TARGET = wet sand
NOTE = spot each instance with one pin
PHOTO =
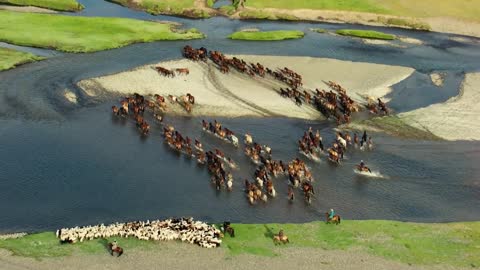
(455, 119)
(437, 24)
(236, 94)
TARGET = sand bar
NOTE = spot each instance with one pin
(455, 119)
(236, 94)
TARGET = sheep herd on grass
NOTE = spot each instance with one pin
(183, 229)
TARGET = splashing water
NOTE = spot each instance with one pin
(373, 174)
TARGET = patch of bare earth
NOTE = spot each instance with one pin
(170, 255)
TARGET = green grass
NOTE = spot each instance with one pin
(82, 34)
(365, 34)
(267, 35)
(10, 58)
(454, 244)
(348, 5)
(395, 126)
(462, 9)
(229, 10)
(61, 5)
(210, 3)
(170, 7)
(263, 14)
(404, 23)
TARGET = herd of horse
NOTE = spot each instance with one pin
(311, 145)
(333, 103)
(171, 73)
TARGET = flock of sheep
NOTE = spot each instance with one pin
(183, 229)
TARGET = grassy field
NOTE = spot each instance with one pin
(267, 35)
(10, 58)
(462, 9)
(453, 244)
(172, 7)
(82, 34)
(365, 34)
(319, 30)
(351, 5)
(61, 5)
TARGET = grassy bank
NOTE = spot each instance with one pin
(168, 7)
(393, 125)
(365, 34)
(83, 34)
(462, 9)
(10, 58)
(453, 244)
(347, 5)
(60, 5)
(267, 35)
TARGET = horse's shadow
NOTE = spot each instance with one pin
(268, 232)
(104, 243)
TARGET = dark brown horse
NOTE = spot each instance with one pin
(335, 220)
(183, 71)
(118, 250)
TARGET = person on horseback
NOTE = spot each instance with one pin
(362, 165)
(364, 138)
(332, 214)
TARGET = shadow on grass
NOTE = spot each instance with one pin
(269, 233)
(104, 243)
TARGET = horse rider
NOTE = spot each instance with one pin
(332, 214)
(364, 138)
(114, 245)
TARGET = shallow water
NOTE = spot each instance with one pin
(66, 165)
(82, 172)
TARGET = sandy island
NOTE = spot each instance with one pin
(236, 94)
(455, 119)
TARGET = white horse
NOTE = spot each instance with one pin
(342, 141)
(248, 139)
(234, 140)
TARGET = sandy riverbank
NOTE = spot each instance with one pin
(27, 9)
(235, 94)
(182, 256)
(456, 119)
(437, 24)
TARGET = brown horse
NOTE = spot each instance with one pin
(363, 169)
(280, 238)
(118, 250)
(335, 220)
(183, 71)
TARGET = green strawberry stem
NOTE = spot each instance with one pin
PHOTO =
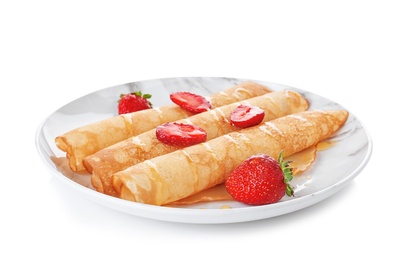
(288, 173)
(139, 94)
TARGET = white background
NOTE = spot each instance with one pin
(54, 52)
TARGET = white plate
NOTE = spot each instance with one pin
(331, 171)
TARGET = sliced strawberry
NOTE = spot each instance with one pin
(245, 116)
(180, 134)
(133, 102)
(260, 180)
(191, 102)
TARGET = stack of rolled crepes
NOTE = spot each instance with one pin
(185, 172)
(138, 167)
(215, 122)
(84, 141)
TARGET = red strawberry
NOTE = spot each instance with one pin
(245, 116)
(191, 102)
(260, 180)
(180, 134)
(133, 102)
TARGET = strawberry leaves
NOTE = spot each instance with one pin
(288, 173)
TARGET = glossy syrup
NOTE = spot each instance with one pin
(300, 162)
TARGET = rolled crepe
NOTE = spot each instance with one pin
(104, 163)
(185, 172)
(84, 141)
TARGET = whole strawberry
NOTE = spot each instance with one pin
(133, 102)
(260, 180)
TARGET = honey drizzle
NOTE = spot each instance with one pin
(301, 162)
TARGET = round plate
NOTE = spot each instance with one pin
(332, 170)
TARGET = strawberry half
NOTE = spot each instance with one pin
§ §
Exercise description |
All lines from the first in the listing above to the line containing "TARGET = splashing water", inclusive, go in the output exactly as they are; no pictures go in.

Task response |
TARGET = wet sand
NOTE = spot each instance with one pin
PHOTO =
(455, 119)
(437, 24)
(236, 94)
TARGET = sand bar
NOTE = spot each instance with one pin
(455, 119)
(236, 94)
TARGET = sheep herd on grass
NOTE = spot each instance with one pin
(183, 229)
TARGET = splashing water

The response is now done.